§ **Task details**
Rewrite the car speaker review from "The car audio" up to and including "discuss their performance.", putting "top-tier" in place of "flagship".

§ **Document passage**

★ ★ ★

Though I’ve written it a dozen times across many articles, it’s always worth repeating: The most critical component in any audio system is the speakers. You may have invested thousands of dollars into a source unit, a digital signal processor and premium amplifiers, but without precision-engineered speakers, all of that quality is wasted.
The car audio fanatics at Rockford Fosgate are quiet about their engineering capabilities regarding speaker design. I’m not. I was thoroughly impressed with the T3652-S set I reviewed at the end of 2022 and was excited to see that Rockford Fosgate was sending their Power Series T4-Level T4652-S component system for analysis. Let’s dive into their flagship speakers to reveal their hidden technologies and discuss their performance.
Features of the Rockford Fosgate T4652-S Component Set
Rockford Fosgate separates its product solutions into three ranges. The Prime Series is their “good” line, and these are the most affordable solutions they offer. The Punch products are the “better” line and, in terms of speakers, offer more output capability and increased clarity. Finally, the Power Series products are the “best” from Rockford Fosgate. These products include technologies and designs that improve detail while increasing output capability. Within the Power Series, their solutions are subdivided into T1, T2, T3 and, ultimately, T4 levels. Even their T1 component speaker sets include features many other brands don’t offer in their flagship offerings. Of note, the Discreet Dual Clamp (DDC) tweeter mounting hardware is found in all four performance levels. It beats the hot glue and silicone sealant the other brands suggest to mount their high-frequency drivers.
The T4652-S set includes a pair of woofers described as 6.75-inch solutions, a pair of 1-inch fabric diaphragm ring-dome tweeters and a set of passive crossover networks. Grilles are included for the woofers, and as mentioned, mounting hardware is provided to ensure that the tweeters are secured reliably. In terms of specifications, the set is rated to handle 100 watts of power continuously and 200 watts of maximum power. Efficiency is specified at 89 dB measured at 1 meter when powered with 1 watt. The system’s nominal impedance is 4 ohms. The parts ship in a large gift box with precision-cut foam to secure every component and keep them protected.
Let’s start by looking at the design elements of the woofers. To be clear, while these are called 6.75-inch speakers, the basket fits into the same opening as the other high-quality 6.5-inch woofers on the market. Conversely, the T4652-S woofers offer more cone area than most other solutions, thanks to the Vertical Attach Surround Technique construction. Rather than have the outer edge of the surround attached to the flat surface of the basket, it’s connected to a vertical surface just beside the mounting holes. As a result, these speakers have up to 20% more radiating area at 147.4 square centimeters than most competitors at about 125 square centimeters. More cone area means more output for a given input power level. It also improves bass output. Win, win! The Xmax on the woofer is specified as 12.6 millimeters. All of the provided speaker specifications comply with the industry-standard ANSI/CTA-2031 Loudspeaker Standard, so you know no nonsense or games are happening.

★ ★ ★

§ **Provided data**
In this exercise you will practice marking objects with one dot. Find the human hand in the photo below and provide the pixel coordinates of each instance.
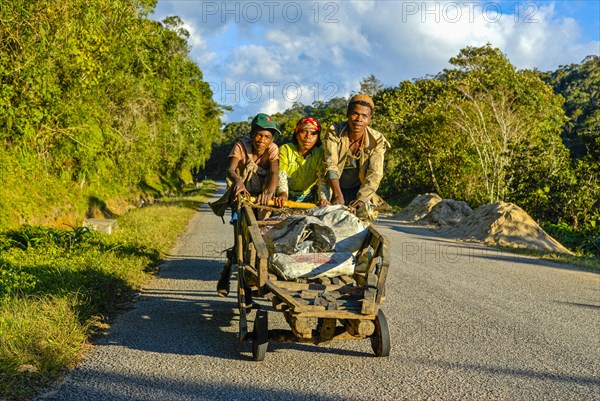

★ ★ ★

§ **Correct response**
The car audio fanatics at Rockford Fosgate are quiet about their engineering capabilities regarding speaker design. I’m not. I was thoroughly impressed with the T3652-S set I reviewed at the end of 2022 and was excited to see that Rockford Fosgate was sending their Power Series T4-Level T4652-S component system for analysis. Let’s dive into their top-tier speakers to reveal their hidden technologies and discuss their performance.